* Given exercise
Copy out every one of the items below word for word, leaving out the pictures.
==*==
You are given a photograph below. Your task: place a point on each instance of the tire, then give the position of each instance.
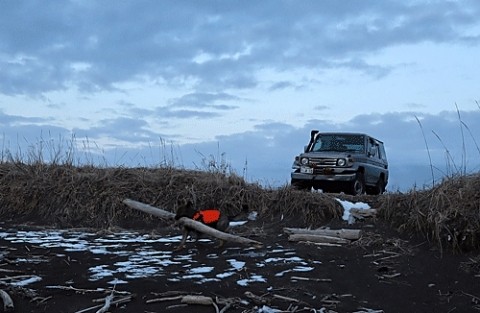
(301, 185)
(357, 186)
(380, 186)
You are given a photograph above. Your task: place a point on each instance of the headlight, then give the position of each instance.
(341, 162)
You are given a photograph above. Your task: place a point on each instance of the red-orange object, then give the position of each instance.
(208, 216)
==*==
* Solution for this task
You are given a photograph below. Your task: place a point on each instance of the tire, then give the position of each instance.
(301, 185)
(357, 186)
(380, 186)
You are given a photograph above. Your task: place a point on each instance of the headlight, then give the position of each instance.
(341, 162)
You are given a photograph above. Your task: place a point on each instance of the red-orange object, then give the position of each instance.
(208, 216)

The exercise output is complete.